## Start RAW RECORDS

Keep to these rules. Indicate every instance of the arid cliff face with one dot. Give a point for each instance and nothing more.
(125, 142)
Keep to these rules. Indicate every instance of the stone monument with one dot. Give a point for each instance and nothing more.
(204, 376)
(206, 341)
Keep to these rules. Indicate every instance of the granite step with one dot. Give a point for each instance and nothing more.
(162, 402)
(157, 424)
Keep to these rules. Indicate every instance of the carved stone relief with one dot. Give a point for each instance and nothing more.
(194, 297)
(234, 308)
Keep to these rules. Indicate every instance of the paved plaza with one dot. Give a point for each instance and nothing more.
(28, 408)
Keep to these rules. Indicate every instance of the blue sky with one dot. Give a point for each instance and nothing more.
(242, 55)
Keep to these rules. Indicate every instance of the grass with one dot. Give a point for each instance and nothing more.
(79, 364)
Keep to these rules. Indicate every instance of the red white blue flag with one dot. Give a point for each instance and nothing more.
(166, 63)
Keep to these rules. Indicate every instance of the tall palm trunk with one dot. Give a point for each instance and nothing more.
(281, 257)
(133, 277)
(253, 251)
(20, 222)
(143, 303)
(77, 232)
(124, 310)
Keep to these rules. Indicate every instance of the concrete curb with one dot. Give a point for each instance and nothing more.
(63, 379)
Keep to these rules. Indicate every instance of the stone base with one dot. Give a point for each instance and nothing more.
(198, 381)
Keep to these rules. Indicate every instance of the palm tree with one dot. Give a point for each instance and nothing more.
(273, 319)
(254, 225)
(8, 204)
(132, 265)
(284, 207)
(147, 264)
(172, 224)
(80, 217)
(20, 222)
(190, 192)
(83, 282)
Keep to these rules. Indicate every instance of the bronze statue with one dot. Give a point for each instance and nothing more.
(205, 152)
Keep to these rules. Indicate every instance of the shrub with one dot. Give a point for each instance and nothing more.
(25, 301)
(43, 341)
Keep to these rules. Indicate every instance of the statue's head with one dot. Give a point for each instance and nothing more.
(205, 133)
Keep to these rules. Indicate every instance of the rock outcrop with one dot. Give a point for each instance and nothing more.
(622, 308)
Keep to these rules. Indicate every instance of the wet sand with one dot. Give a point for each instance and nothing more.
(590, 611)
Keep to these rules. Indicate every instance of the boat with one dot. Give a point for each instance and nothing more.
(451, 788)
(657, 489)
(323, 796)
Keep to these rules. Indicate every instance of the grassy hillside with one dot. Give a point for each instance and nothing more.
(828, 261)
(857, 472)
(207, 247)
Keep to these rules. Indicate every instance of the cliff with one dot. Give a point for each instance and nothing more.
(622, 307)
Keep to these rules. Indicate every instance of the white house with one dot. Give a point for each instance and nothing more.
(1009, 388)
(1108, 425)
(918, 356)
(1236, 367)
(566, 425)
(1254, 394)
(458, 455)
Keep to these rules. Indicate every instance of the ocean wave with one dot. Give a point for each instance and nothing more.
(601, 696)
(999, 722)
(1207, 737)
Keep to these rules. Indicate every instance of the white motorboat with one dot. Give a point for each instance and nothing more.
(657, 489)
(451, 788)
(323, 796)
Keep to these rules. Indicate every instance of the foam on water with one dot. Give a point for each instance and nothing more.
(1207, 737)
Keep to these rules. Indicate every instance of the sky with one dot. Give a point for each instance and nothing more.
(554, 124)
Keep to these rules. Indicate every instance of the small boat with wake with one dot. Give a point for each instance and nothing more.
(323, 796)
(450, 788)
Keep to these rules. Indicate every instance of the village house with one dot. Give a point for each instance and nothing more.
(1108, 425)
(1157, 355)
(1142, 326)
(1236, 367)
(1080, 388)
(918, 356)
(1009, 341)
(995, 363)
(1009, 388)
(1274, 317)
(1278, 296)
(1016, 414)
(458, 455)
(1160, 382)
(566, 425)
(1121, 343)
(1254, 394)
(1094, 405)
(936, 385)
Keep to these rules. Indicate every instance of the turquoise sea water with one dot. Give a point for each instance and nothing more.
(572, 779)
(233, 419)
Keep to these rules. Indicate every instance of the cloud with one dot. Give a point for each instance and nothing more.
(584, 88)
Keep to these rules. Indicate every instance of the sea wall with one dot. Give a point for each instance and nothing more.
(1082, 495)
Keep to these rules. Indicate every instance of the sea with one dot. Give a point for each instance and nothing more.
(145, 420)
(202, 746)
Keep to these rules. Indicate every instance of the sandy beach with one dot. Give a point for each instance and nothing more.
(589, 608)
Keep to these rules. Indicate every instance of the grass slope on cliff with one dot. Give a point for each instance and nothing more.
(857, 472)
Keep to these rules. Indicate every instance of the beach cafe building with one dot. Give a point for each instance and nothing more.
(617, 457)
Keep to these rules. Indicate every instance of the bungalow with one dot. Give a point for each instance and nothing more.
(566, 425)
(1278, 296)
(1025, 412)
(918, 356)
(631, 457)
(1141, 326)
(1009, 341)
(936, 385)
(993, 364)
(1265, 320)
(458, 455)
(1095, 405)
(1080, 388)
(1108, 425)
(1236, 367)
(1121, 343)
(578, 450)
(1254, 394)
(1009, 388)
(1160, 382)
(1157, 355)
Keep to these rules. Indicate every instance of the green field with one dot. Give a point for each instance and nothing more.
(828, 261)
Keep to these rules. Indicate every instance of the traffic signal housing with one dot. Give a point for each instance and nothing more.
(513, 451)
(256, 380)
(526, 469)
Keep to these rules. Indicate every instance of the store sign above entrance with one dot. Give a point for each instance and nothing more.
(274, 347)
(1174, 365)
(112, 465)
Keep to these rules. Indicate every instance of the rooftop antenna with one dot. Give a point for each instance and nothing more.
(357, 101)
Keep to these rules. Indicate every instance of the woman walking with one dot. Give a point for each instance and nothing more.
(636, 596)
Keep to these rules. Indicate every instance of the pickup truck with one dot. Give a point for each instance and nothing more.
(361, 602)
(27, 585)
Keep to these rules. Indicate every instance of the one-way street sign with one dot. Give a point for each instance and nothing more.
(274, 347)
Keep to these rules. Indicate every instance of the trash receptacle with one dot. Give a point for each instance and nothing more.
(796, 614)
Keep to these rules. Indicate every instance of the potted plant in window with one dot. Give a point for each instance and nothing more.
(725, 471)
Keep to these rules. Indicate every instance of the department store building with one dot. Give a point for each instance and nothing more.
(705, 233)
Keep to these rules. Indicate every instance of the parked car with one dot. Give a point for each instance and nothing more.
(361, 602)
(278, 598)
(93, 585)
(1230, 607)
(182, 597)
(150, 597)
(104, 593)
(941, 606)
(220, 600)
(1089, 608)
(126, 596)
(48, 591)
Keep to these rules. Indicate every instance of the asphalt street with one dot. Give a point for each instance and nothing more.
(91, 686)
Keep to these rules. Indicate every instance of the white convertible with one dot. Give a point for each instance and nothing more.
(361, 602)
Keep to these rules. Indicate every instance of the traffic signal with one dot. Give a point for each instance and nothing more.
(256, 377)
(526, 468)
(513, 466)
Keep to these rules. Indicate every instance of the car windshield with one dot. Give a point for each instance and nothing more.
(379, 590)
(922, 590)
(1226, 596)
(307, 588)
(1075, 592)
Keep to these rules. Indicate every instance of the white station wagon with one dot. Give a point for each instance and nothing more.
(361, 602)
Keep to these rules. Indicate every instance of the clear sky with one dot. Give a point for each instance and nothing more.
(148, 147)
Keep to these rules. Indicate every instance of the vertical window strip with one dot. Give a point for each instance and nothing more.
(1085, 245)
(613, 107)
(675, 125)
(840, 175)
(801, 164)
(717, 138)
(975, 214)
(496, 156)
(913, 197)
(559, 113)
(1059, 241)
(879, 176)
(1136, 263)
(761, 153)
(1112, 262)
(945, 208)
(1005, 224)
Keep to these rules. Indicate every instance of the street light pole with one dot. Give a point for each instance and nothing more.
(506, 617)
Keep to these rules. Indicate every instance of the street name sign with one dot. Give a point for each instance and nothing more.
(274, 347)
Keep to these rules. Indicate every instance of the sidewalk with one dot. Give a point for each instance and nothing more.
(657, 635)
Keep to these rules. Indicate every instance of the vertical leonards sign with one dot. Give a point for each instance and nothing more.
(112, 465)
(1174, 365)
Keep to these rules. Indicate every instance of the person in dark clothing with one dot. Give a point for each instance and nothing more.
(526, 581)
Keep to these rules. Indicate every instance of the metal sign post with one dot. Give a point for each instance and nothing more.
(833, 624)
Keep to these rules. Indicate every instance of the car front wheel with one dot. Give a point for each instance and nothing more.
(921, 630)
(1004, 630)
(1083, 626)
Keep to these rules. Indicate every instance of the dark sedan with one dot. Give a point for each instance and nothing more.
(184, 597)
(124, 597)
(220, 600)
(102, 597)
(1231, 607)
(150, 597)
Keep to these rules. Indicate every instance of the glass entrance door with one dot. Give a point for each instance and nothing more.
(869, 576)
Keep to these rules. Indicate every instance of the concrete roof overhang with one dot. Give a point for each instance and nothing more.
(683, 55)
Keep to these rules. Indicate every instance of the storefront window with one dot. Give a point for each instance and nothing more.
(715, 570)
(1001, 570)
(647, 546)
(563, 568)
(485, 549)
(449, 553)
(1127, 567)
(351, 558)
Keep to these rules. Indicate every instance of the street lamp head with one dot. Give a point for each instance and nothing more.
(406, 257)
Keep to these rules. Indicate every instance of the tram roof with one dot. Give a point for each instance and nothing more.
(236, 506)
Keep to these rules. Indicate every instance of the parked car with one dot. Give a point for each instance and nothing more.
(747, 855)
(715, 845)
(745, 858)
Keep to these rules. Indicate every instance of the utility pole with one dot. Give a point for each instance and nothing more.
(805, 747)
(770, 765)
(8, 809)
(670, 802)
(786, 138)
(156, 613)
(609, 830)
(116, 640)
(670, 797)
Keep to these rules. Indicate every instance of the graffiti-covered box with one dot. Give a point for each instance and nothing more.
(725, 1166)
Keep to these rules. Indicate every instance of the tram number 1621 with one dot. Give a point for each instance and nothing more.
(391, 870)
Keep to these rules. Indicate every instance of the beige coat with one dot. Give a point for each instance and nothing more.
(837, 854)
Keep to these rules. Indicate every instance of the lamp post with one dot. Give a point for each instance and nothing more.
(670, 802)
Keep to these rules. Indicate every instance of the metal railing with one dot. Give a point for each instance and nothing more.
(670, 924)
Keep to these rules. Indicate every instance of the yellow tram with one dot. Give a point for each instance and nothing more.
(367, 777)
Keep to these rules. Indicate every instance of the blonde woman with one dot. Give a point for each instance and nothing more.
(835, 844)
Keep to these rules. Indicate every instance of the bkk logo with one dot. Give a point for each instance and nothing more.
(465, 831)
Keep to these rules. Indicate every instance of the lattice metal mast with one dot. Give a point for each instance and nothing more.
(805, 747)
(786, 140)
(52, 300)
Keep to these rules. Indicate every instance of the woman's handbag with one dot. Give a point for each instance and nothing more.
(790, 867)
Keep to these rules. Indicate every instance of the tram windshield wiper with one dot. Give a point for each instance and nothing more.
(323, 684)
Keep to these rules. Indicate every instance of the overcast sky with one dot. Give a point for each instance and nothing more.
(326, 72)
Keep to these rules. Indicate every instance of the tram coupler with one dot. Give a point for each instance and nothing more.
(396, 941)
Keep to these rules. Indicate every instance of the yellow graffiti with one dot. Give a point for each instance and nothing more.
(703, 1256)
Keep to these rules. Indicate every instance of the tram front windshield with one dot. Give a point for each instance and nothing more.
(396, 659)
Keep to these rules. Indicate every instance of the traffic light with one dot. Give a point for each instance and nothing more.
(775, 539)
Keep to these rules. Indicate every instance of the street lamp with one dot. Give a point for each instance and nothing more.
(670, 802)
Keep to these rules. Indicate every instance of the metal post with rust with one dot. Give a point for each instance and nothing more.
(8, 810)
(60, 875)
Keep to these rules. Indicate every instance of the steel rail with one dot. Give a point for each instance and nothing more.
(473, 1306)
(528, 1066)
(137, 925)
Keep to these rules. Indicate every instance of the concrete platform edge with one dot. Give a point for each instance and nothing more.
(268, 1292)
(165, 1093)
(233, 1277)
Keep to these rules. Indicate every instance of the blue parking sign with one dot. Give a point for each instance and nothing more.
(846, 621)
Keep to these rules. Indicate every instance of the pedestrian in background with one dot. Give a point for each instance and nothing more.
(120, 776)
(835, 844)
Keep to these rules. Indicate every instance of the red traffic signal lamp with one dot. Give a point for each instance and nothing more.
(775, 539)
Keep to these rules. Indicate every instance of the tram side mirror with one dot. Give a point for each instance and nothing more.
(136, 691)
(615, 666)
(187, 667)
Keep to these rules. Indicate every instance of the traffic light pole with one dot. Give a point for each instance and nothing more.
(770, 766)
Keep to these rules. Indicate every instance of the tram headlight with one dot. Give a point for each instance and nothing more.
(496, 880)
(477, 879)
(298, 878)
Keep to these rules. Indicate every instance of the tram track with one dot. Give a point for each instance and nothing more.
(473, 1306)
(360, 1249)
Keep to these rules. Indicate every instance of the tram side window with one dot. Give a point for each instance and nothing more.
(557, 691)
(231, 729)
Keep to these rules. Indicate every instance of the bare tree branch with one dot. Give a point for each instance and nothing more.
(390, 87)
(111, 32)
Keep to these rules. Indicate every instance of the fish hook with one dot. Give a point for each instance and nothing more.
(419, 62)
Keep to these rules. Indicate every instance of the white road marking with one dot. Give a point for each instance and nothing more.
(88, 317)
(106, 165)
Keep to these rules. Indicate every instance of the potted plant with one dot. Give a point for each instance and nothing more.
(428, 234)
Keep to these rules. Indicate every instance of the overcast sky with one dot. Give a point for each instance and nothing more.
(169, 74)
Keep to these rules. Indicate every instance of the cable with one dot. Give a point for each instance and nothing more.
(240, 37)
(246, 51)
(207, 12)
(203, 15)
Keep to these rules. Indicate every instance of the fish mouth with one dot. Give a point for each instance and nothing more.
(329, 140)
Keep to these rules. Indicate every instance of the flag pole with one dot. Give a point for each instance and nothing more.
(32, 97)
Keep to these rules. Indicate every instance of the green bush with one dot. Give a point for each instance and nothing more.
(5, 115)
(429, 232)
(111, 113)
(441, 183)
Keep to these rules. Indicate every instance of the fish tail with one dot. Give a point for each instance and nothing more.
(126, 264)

## End RAW RECORDS

WORK TO COMPLETE.
In the entries above, find the line containing "Keep to these rules. Indicate every instance of the fish hook". Set down that line and every line after it through the last one, exactly and alone.

FINISHED TASK.
Keep to these rules. Indicate every instance of the fish hook with one dot. Give a point for each instance and nothing more.
(419, 62)
Keep to these rules. Indicate every instance of the white road marking with one dot. Give a point for each instance and nothing more.
(88, 317)
(106, 165)
Keep to these rules. Indicate every instance of the potted plant with one dot. Give a point for each instance and nothing more.
(428, 234)
Keep to these rules. Indicate every instance of the overcast sky with one dot. Give a point for each instance and nothing more.
(169, 74)
Keep to these rules. Indicate every instance of the cable with one dot. Give a point for each instance and nothing more.
(240, 37)
(246, 51)
(207, 12)
(203, 15)
Keep to these rules. Indicate every instance of the fish mouth with one dot. Give a point for each instance and nothing more.
(329, 140)
Keep to these rules. Indicate every instance of the flag pole with one dot. Give a point for each instance and nothing more.
(32, 97)
Keep to these rules. Indicate every instance of the green bush with one dot. Give a point for each instance and nothing more.
(5, 115)
(429, 232)
(111, 113)
(441, 183)
Keep to these rules. Indicate every instance of the fish tail with one dot. Give a point for each instance and nothing more.
(126, 264)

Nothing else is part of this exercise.